- DOCUMENT SEGMENT
----------------------------------------
Re: Open issues for HOT patch - Mailing list pgsql-hackers

From Pavan Deolasee
Subject Re: Open issues for HOT patch
Date
Msg-id 2e78013d0709181041o1257162fra29a8a23b1eac647@mail.gmail.com
Whole thread Raw
In response to Re: Open issues for HOT patch  (Tom Lane <tgl@sss.pgh.pa.us>)
List pgsql-hackers


On 9/18/07, Tom Lane <tgl@sss.pgh.pa.us> wrote:
"Pavan Deolasee" <pavan.deolasee@gmail.com> writes:
> On 9/18/07, Tom Lane <tgl@sss.pgh.pa.us> wrote:
>> In a system with
>> HOT running well, the reasons to vacuum a table will be:
>>
>> 1. Remove dead index entries.
>> 2. Remove LP_DEAD line pointers.
>> 3. Truncate off no-longer-used end pages.
>> 4. Transfer knowledge about free space into FSM.
>>
>> Pruning cannot accomplish #1, #2, or #3, and without significant changes
>> in the FSM infrastructure it has no hope about #4 either.

> I guess we already have mechanism to remove dead index entries
> outside vacuum.
----------------------------------------
- REQUEST
Summarize the mailing-list message on open issues for the HOT patch in two sentences.

- DATA ROWS
----------------------------------------
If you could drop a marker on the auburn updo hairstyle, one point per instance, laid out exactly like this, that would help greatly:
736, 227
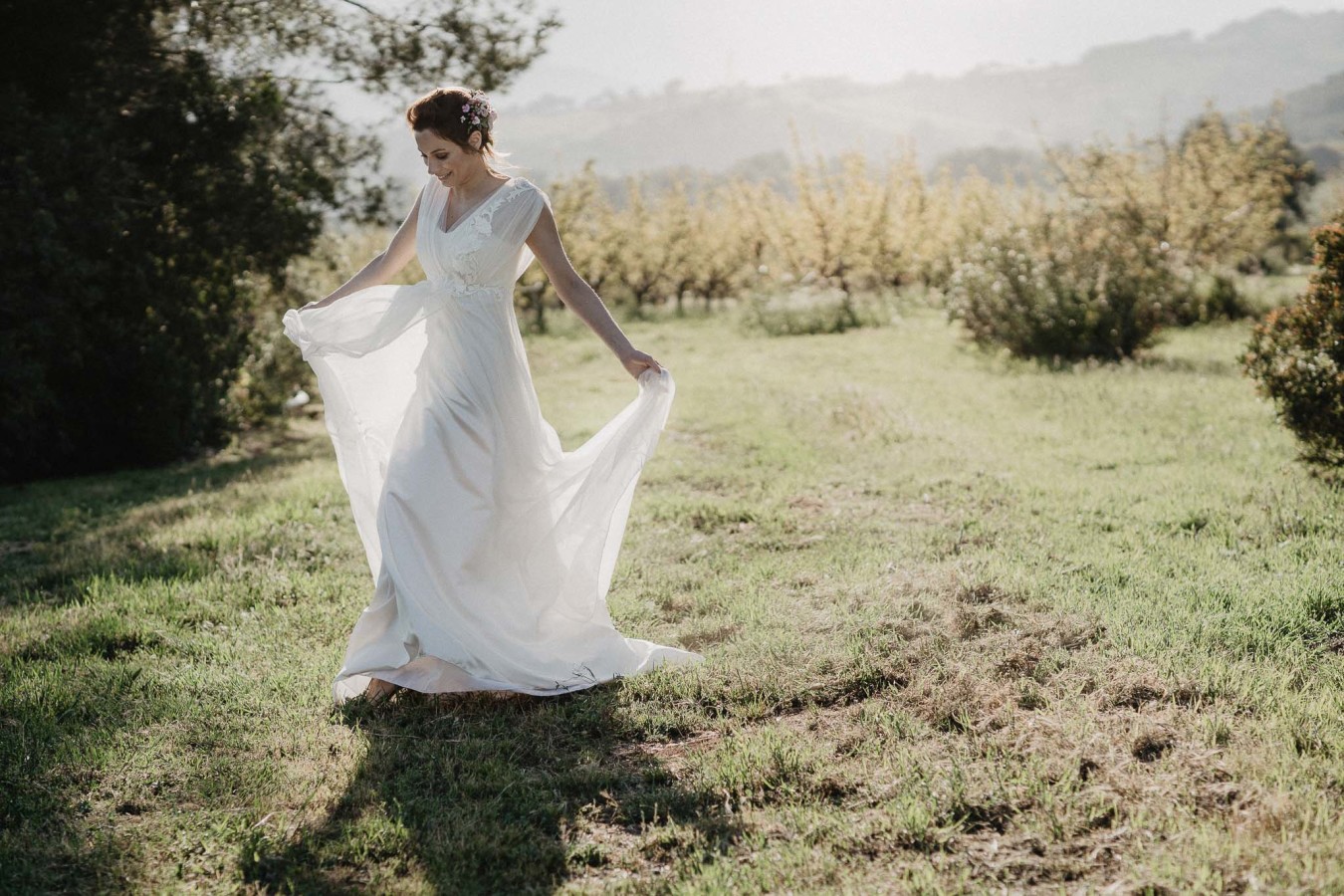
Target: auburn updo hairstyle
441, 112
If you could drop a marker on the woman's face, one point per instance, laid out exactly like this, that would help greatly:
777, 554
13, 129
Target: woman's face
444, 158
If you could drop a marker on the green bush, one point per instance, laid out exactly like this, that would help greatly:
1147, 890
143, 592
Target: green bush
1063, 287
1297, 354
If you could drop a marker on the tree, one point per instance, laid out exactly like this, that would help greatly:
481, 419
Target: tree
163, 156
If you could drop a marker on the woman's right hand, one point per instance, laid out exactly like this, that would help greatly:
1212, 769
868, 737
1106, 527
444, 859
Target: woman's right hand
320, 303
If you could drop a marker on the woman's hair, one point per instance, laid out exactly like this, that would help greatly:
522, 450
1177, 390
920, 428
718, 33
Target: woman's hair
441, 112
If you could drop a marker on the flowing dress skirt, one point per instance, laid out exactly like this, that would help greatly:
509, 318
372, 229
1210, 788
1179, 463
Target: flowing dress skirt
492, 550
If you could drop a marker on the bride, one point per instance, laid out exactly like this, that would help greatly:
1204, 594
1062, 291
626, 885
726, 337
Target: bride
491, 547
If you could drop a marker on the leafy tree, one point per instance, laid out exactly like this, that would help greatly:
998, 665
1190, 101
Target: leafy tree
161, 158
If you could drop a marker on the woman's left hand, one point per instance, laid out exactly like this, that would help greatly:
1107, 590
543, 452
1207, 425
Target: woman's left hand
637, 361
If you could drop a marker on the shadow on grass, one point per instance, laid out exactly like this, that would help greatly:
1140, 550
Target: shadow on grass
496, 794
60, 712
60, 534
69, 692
----------------------------------------
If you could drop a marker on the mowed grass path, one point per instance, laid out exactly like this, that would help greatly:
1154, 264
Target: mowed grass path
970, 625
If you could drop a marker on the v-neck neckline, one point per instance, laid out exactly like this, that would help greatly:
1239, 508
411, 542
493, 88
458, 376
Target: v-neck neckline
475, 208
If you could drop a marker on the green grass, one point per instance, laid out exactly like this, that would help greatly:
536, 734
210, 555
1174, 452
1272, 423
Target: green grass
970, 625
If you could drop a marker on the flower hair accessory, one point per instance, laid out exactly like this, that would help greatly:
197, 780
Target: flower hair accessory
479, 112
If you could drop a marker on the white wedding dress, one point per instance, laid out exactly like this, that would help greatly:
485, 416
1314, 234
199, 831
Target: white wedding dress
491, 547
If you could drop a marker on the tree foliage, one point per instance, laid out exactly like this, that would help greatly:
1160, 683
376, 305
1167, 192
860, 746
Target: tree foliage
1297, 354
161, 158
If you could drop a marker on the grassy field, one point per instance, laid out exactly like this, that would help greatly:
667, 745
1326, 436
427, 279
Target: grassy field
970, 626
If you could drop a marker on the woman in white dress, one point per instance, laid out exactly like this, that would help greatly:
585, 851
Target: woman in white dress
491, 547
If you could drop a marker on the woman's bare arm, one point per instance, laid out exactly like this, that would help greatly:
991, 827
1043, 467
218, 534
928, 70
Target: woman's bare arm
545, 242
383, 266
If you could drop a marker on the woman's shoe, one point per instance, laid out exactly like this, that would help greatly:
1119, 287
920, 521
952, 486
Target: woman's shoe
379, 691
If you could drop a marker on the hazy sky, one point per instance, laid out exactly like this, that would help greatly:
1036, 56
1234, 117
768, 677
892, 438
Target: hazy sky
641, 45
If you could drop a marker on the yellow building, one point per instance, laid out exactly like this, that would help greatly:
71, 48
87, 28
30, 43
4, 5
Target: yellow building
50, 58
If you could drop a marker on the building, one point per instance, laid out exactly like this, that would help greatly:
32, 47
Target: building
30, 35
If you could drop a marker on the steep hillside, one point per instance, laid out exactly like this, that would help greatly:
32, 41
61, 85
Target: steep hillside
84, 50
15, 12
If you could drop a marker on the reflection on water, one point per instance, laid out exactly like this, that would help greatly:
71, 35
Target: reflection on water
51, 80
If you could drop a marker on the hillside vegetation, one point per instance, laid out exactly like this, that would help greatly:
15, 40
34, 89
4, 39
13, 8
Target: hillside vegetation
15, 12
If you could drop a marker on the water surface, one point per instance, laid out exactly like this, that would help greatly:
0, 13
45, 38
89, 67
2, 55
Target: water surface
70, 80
----------------------------------------
- SOLUTION FOR THIS TASK
Quoting Tom Lane, the message says that in a system with HOT running well, the reasons to vacuum a table will be to remove dead index entries, remove LP_DEAD line pointers, truncate off no-longer-used end pages, and transfer knowledge about free space into the FSM, and that pruning cannot accomplish the first three and has no hope of the fourth without significant changes in the FSM infrastructure. Pavan Deolasee replies with a guess that a mechanism to remove dead index entries outside vacuum already exists.